*Exercise description*: All entries must be extracted exactly, with nothing added or dropped.

(Collection entries)
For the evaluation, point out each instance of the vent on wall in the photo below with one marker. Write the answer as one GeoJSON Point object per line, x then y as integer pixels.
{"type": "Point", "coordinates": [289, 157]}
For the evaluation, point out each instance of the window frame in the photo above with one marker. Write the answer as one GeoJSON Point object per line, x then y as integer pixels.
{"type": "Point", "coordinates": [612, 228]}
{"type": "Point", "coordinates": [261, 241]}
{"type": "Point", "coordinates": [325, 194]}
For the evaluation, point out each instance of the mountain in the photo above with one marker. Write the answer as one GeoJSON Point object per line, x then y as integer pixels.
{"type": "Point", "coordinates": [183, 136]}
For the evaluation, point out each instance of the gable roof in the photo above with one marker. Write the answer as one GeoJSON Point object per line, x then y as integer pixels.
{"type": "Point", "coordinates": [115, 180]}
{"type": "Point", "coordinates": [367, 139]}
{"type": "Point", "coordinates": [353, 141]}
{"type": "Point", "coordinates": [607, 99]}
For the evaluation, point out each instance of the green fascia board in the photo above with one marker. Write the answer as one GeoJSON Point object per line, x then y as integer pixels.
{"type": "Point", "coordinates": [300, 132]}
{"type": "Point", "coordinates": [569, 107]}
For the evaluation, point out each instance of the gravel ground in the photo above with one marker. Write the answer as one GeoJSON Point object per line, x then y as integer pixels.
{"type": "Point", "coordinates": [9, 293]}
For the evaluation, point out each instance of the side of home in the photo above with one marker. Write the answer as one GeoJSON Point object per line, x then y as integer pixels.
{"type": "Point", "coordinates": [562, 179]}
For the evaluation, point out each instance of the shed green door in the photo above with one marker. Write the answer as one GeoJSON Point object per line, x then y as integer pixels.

*Result*:
For the evaluation, point out each instance of the vent on wall in the photo below with one marker. Write the answer as one GeoJSON Point object per line, x then y as integer pixels.
{"type": "Point", "coordinates": [289, 157]}
For the evaluation, point out each instance of the window frame in the photo above with one marker. Write the answer as one GeoJSON Point object per line, x then y as integer pixels.
{"type": "Point", "coordinates": [612, 228]}
{"type": "Point", "coordinates": [261, 241]}
{"type": "Point", "coordinates": [325, 194]}
For the evaluation, point out each instance of the mountain in the photo above with one marker. Write the answer as one GeoJSON Point object per line, x then y as integer pixels.
{"type": "Point", "coordinates": [183, 136]}
For the evaluation, point out each instance of the gable roof in the photo above with one marker. Write the answer as one GeoJSON Point object per line, x then y as integer pixels.
{"type": "Point", "coordinates": [115, 180]}
{"type": "Point", "coordinates": [367, 139]}
{"type": "Point", "coordinates": [353, 141]}
{"type": "Point", "coordinates": [607, 99]}
For the evaluation, point out each instance of the green fascia board in the photo above with one marker. Write the answer as one GeoJSON Point object per line, x then y as integer pixels.
{"type": "Point", "coordinates": [300, 132]}
{"type": "Point", "coordinates": [569, 107]}
For the evaluation, point out each instance of the gravel ground in the photo above with one marker. Write the answer as one GeoJSON Point object per line, x then y as integer pixels.
{"type": "Point", "coordinates": [9, 293]}
For the evaluation, point out each instance of the side of home in the photo above with one marker. Write the answer as one GeoJSON Point object per line, x then y as integer pixels.
{"type": "Point", "coordinates": [562, 179]}
For the evaluation, point out each instance of the shed green door in the photo above with one marker. Write the answer as one GeoJSON Point object per line, x then y as integer pixels.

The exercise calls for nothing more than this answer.